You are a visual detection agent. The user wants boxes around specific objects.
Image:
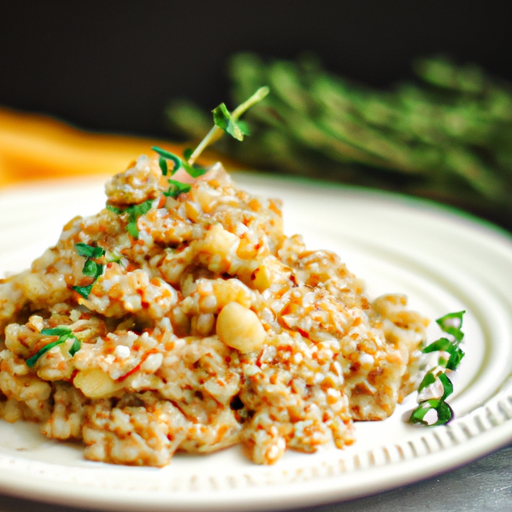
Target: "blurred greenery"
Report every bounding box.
[166,53,512,229]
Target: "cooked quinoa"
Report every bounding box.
[0,156,427,466]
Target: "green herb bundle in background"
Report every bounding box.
[166,54,512,229]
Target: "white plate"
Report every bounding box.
[0,174,512,512]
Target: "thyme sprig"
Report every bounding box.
[166,53,512,227]
[409,311,465,426]
[151,87,269,197]
[72,242,105,299]
[25,326,81,368]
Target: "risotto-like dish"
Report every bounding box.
[0,156,427,466]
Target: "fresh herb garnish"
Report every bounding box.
[164,180,191,197]
[107,200,152,238]
[409,311,465,426]
[151,87,269,197]
[25,326,81,368]
[72,242,105,299]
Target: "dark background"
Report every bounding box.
[0,0,512,136]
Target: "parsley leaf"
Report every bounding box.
[75,242,105,258]
[212,103,247,141]
[25,326,82,368]
[164,180,191,197]
[107,200,153,238]
[409,398,453,427]
[409,311,465,426]
[71,242,105,299]
[151,146,182,176]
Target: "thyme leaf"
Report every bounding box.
[25,326,82,368]
[72,242,105,299]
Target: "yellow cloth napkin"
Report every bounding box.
[0,108,191,187]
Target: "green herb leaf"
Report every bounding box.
[437,373,453,400]
[69,336,82,357]
[212,103,244,141]
[41,326,73,337]
[75,242,105,258]
[106,204,123,215]
[158,156,168,176]
[25,326,81,368]
[409,311,465,426]
[436,311,465,343]
[409,399,453,427]
[164,180,191,197]
[188,86,269,165]
[71,283,94,299]
[418,370,436,393]
[422,338,465,370]
[82,260,103,279]
[151,146,182,176]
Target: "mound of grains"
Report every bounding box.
[0,156,427,466]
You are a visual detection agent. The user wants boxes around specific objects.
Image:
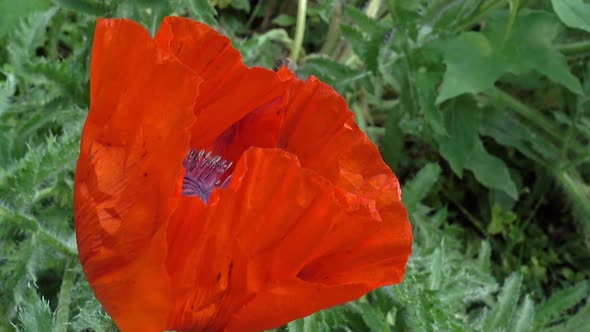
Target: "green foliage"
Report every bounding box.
[0,0,590,332]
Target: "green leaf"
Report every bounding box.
[18,286,53,332]
[437,11,583,103]
[511,295,535,332]
[272,14,297,27]
[52,0,112,16]
[187,0,217,25]
[436,32,505,103]
[482,273,522,331]
[487,204,518,235]
[231,0,250,13]
[415,70,448,136]
[381,107,404,169]
[465,137,518,199]
[0,0,50,38]
[436,98,481,177]
[0,74,16,114]
[537,281,589,324]
[6,8,57,66]
[402,163,441,213]
[551,0,590,32]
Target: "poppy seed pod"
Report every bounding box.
[74,17,412,332]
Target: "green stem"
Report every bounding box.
[53,0,111,16]
[291,0,307,62]
[387,0,397,22]
[365,0,381,18]
[320,3,343,55]
[556,40,590,56]
[0,206,78,256]
[246,1,263,29]
[491,88,563,145]
[55,259,75,332]
[490,88,588,163]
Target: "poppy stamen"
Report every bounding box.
[182,149,232,203]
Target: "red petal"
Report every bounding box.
[167,148,409,331]
[280,76,412,283]
[74,19,200,331]
[156,17,293,152]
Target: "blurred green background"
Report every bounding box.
[0,0,590,331]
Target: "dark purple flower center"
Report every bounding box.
[182,149,232,203]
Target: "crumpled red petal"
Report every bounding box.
[155,17,293,152]
[168,148,407,331]
[74,20,201,331]
[75,18,412,331]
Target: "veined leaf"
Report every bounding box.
[437,11,583,103]
[551,0,590,32]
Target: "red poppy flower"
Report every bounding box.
[75,17,412,331]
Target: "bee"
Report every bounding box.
[272,58,297,72]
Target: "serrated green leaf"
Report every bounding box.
[415,70,448,136]
[272,14,297,27]
[536,281,589,323]
[6,8,57,67]
[510,295,535,332]
[18,286,53,332]
[436,99,481,177]
[551,0,590,32]
[483,273,522,332]
[437,11,583,103]
[429,248,444,290]
[0,0,51,38]
[186,0,217,25]
[465,138,518,199]
[0,74,16,118]
[402,163,441,213]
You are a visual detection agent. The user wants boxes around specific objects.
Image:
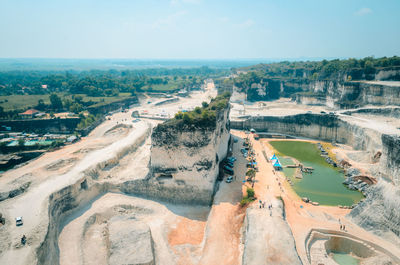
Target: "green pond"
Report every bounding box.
[269,141,363,206]
[332,252,360,265]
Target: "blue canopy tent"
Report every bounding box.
[274,159,283,170]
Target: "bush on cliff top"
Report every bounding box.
[159,92,231,127]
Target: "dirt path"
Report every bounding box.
[233,131,400,264]
[0,122,148,264]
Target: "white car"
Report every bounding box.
[15,216,24,226]
[226,176,233,183]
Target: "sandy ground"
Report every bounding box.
[233,131,400,264]
[137,82,217,118]
[0,84,220,264]
[58,193,209,265]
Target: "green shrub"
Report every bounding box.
[175,111,183,120]
[247,187,255,198]
[194,107,201,114]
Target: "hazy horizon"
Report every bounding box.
[0,0,400,60]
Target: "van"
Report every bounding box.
[224,167,235,175]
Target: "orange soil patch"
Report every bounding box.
[168,217,206,246]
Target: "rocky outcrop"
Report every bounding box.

= Prompt =
Copy the lines above word for word, starting at the first line and ending with the line that contains "[0,0,512,136]", both included. Leave the picture out of your answer.

= Expected output =
You are a visual detection agent. The user wants boxes around specific objects.
Image:
Target: "blurred greenery"
Report every bounding box.
[166,53,512,229]
Target: "cooked quinoa"
Report every bounding box.
[0,156,427,466]
Target: "green herb bundle in background"
Report every bounding box.
[166,54,512,229]
Target: "white plate"
Report every bounding box.
[0,174,512,512]
Target: "thyme sprig"
Report every bounding box.
[166,53,512,227]
[409,311,465,426]
[151,87,269,197]
[72,242,105,299]
[25,326,81,368]
Target: "risotto-like dish"
Report every bounding box.
[0,156,427,466]
Target: "fresh herb garnish"
Report every bounding box.
[164,180,191,197]
[107,200,152,238]
[409,311,465,426]
[151,87,269,197]
[25,326,81,368]
[72,242,105,299]
Target: "dark background"
Report every bounding box.
[0,0,512,136]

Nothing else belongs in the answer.